▸ Records provided
★ ★ ★

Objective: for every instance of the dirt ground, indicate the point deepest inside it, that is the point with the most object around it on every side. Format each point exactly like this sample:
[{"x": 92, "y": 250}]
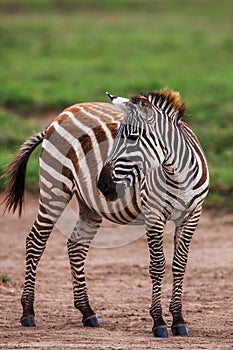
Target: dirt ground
[{"x": 119, "y": 290}]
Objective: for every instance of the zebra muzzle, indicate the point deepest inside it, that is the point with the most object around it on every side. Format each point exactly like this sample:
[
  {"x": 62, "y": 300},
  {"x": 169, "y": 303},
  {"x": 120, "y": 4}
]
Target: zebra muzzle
[{"x": 111, "y": 190}]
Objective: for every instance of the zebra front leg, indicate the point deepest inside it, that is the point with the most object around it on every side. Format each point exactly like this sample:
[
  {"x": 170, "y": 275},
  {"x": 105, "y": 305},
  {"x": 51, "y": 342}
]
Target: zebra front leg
[
  {"x": 182, "y": 241},
  {"x": 78, "y": 245},
  {"x": 157, "y": 270}
]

★ ★ ★

▸ Task instructions
Quote the entire listing above word for word, leaving out the pictures.

▸ Solution to this problem
Objective: for every instance of the dirt ground, indicate the point deepest inside it, that is the point with the most object around it on every side. Format each point exactly like this sample:
[{"x": 92, "y": 250}]
Target: dirt ground
[{"x": 119, "y": 290}]
Objective: for every instance of the zebra muzzle, indicate the point deepest inside it, that is the point with the most object around it on every side. Format each point exactly like this sample:
[
  {"x": 62, "y": 300},
  {"x": 169, "y": 303},
  {"x": 120, "y": 4}
]
Target: zebra muzzle
[{"x": 111, "y": 190}]
Objective: for every instance of the zebra front leg, indicate the point deepest inside it, that is the point with the most object around it on every side. Format each point exactly like this sample:
[
  {"x": 170, "y": 275},
  {"x": 105, "y": 305},
  {"x": 51, "y": 342}
]
Target: zebra front leg
[
  {"x": 182, "y": 241},
  {"x": 78, "y": 245},
  {"x": 157, "y": 270}
]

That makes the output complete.